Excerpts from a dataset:
»»

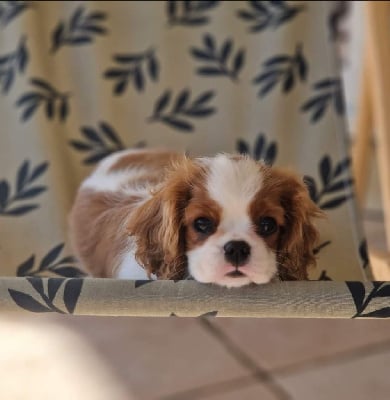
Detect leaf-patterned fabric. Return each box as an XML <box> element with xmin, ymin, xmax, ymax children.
<box><xmin>0</xmin><ymin>0</ymin><xmax>371</xmax><ymax>286</ymax></box>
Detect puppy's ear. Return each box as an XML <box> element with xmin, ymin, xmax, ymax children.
<box><xmin>274</xmin><ymin>170</ymin><xmax>324</xmax><ymax>280</ymax></box>
<box><xmin>127</xmin><ymin>156</ymin><xmax>198</xmax><ymax>280</ymax></box>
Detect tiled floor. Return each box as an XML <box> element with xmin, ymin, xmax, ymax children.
<box><xmin>0</xmin><ymin>213</ymin><xmax>388</xmax><ymax>400</ymax></box>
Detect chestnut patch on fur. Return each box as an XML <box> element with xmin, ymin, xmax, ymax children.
<box><xmin>249</xmin><ymin>166</ymin><xmax>323</xmax><ymax>280</ymax></box>
<box><xmin>184</xmin><ymin>186</ymin><xmax>222</xmax><ymax>248</ymax></box>
<box><xmin>127</xmin><ymin>156</ymin><xmax>211</xmax><ymax>280</ymax></box>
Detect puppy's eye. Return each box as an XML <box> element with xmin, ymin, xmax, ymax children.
<box><xmin>193</xmin><ymin>217</ymin><xmax>215</xmax><ymax>235</ymax></box>
<box><xmin>258</xmin><ymin>217</ymin><xmax>278</xmax><ymax>237</ymax></box>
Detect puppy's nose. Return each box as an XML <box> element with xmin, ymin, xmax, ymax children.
<box><xmin>224</xmin><ymin>240</ymin><xmax>251</xmax><ymax>266</ymax></box>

««

» **What to do**
The answer must match the entries above line for line, with the pictures dropped.

» **Result of this exercise**
Detect leaf-patterned fabric. Return each box as an XML <box> element with xmin, ymin, xmax, ymax children.
<box><xmin>0</xmin><ymin>0</ymin><xmax>371</xmax><ymax>286</ymax></box>
Detect puppy's ear. Return each box as an XML <box> element with xmin, ymin, xmax, ymax children.
<box><xmin>274</xmin><ymin>170</ymin><xmax>324</xmax><ymax>280</ymax></box>
<box><xmin>127</xmin><ymin>156</ymin><xmax>198</xmax><ymax>280</ymax></box>
Detect tiled floor. Return each box as an XML <box> element with xmin, ymin, xmax, ymax children.
<box><xmin>0</xmin><ymin>213</ymin><xmax>388</xmax><ymax>400</ymax></box>
Detect chestnut patch on fur. Return each box as an XML <box> element with xmin, ymin, xmax, ymax children.
<box><xmin>249</xmin><ymin>166</ymin><xmax>323</xmax><ymax>280</ymax></box>
<box><xmin>184</xmin><ymin>186</ymin><xmax>222</xmax><ymax>248</ymax></box>
<box><xmin>127</xmin><ymin>156</ymin><xmax>211</xmax><ymax>280</ymax></box>
Detect puppy's eye. Return each box as an XML <box> element with xmin, ymin, xmax, ymax children.
<box><xmin>193</xmin><ymin>217</ymin><xmax>215</xmax><ymax>235</ymax></box>
<box><xmin>258</xmin><ymin>217</ymin><xmax>278</xmax><ymax>237</ymax></box>
Detect puppy's nose. Return each box as an XML <box> element with xmin, ymin, xmax, ymax children.
<box><xmin>224</xmin><ymin>240</ymin><xmax>251</xmax><ymax>266</ymax></box>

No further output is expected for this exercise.